====== Document

Si résilience, élan pacifique, résilience, rayonnement il y a, c’est parce le Maroc est l’héritier d’une grande histoire, histoire millénaire, tumultueuse certes mais qui a su par strates successives écrire un récit national, ou un roman national (les historiens ne sont pas d’accord sur l’appellation) et bâtir une nation dont l’identité est séculaire et singulière, étonnante dans sa singularité. Si vous voulez en avoir la preuve historique, visitez le site de Chella où l’accumulation de ces strates, de la période maurétanienne des Juba à la noble dynastie actuelle des Alaouites se révèle à vous comme un musée à ciel ouvert où s’illustre la profondeur historique qui fonde le Royaume du Maroc.  Il suffit aussi et surtout de se référer au préambule de la constitution marocaine de 2011 pour voir que cette succession de cultures a accouché d’une identité nationale marocaine étonnement inédite et féconde. Je ne pense pas exagérer en affirmant que cette constitution est une des rares constitutions dans le monde où est définie avec autant de vérité, d’objectivité, de sérénité, et de courage l’identité d’une nation. Dans cette brève allocution, je me référerai souvent à l’histoire, et parlerai d’identité.

============
====== Lignes

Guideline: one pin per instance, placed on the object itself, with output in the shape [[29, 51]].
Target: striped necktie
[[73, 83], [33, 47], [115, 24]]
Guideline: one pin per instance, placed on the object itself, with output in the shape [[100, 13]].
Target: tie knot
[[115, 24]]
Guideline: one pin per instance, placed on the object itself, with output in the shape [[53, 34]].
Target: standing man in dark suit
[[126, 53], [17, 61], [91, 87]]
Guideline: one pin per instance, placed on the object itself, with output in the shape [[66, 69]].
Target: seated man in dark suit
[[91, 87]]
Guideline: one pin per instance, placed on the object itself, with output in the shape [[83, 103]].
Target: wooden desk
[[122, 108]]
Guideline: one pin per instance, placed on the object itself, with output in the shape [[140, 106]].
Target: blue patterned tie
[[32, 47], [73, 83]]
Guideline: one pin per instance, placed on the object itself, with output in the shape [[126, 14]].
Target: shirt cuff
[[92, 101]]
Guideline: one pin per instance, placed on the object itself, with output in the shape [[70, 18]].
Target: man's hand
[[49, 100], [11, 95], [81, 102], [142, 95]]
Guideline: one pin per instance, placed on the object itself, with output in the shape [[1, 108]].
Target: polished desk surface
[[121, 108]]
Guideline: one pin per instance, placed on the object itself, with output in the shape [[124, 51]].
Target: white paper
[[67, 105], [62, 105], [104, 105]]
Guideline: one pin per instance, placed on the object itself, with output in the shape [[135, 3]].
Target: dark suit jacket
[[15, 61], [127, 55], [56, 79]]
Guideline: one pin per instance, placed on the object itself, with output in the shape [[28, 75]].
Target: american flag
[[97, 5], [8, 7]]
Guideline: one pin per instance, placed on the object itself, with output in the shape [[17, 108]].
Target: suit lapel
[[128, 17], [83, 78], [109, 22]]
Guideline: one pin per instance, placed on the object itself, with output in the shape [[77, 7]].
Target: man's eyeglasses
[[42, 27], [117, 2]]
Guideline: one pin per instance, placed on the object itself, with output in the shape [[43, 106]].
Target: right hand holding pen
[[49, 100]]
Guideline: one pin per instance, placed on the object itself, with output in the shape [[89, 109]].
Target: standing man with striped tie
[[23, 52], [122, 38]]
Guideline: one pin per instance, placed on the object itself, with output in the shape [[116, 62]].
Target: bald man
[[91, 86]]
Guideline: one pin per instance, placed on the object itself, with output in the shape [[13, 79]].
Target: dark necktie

============

• _Consigne_
Répondez aux questions suivantes à partir du document sur l'identité marocaine :
1. Quel site le document propose-t-il de visiter pour en avoir la preuve historique ?
2. De quelle année date la constitution marocaine dont le préambule est évoqué ?
3. Sur quel point les historiens ne sont-ils pas d'accord ?
Les lignes proviennent d'une autre source que le document.

• _Corrigé_
1. Le site de Chella.
2. De 2011.
3. Sur l'appellation : « récit national » ou « roman national ».